**EXERCISE TEXT**
----
Tanzania would cut down its current rate of maternal mortality deaths if it scales up the national Conceptive Prevalence Rate, First lady Salma Kikwete has said.
First lady Salma Kikwete
She made the call in Dar es salaam yesterday, noting that with the current maternal mortality deaths being 454 out of 100,000 births, they could be significantly reduced if reproductive health makes further inroads across parts of the country.
The current contraception prevalence rate is 27 per cent and that the government has pledged to lift it to 60 per cent by 2015, a responsibility that needs timely funding. Mama Salma was officiating at the UMATI National Executive meeting in Dar es salaam, where she was also given lifetime membership by the organization.
Her call comes for the first time, the government has recently said it would make a budgetary allocation from domestic resources for family planning activities in the 2013/2014 national budget to be tabled in Dodoma in June.
----
**ACTIVITY 1**
Rewrite the paragraph of the maternal mortality article that begins "The current contraception prevalence rate" as a short list of its main facts.
**ACTIVITY 2**
List every place name in the maternal mortality article, each one only once.
**ACTIVITY 3**
Revise the maternal mortality article, starting at "Tanzania would cut" and ending at "Kikwete has said.", so that "scales up" becomes "raises".
The rows have nothing to do with the tasks.

**INFORMATION GIVEN**
----
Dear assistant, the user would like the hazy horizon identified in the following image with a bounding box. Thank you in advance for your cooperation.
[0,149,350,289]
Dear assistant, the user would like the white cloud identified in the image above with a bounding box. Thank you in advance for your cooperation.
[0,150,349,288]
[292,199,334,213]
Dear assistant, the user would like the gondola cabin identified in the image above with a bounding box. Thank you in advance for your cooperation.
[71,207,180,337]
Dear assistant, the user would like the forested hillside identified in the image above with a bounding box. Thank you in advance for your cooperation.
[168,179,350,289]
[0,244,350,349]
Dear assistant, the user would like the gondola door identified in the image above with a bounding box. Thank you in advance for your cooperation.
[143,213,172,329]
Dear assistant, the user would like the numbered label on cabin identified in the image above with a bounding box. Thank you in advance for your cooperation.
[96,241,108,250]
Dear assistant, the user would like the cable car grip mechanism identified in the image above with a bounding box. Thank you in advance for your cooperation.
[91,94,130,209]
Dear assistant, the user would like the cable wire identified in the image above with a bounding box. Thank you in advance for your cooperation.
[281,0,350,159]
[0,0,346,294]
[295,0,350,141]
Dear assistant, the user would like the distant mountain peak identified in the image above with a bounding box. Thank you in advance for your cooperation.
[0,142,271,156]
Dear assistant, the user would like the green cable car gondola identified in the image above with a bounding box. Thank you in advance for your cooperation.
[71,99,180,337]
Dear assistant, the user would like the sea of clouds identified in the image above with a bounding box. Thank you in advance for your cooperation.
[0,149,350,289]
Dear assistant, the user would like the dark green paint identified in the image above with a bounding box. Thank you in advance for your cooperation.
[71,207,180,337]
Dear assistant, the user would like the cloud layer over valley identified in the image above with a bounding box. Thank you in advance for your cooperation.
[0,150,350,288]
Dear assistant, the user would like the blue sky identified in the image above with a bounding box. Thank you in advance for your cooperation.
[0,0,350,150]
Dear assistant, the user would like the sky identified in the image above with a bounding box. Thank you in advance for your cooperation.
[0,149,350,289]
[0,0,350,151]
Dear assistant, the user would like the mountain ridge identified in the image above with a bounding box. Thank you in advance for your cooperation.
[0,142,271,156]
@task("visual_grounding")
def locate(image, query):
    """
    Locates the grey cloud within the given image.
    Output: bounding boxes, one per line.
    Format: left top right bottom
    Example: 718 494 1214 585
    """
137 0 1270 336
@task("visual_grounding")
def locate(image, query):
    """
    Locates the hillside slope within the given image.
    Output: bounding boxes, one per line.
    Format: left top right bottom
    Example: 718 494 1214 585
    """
----
**EXERCISE OUTPUT 1**
- The contraception prevalence rate is currently 27 per cent.
- The government has pledged to raise it to 60 per cent by 2015, which requires timely funding.
- Mama Salma officiated at the UMATI National Executive meeting in Dar es salaam.
- The organization gave her lifetime membership.

**EXERCISE OUTPUT 2**
- Tanzania
- Dar es salaam
- Dodoma

**EXERCISE OUTPUT 3**
Tanzania would cut down its current rate of maternal mortality deaths if it raises the national Conceptive Prevalence Rate, First lady Salma Kikwete has said.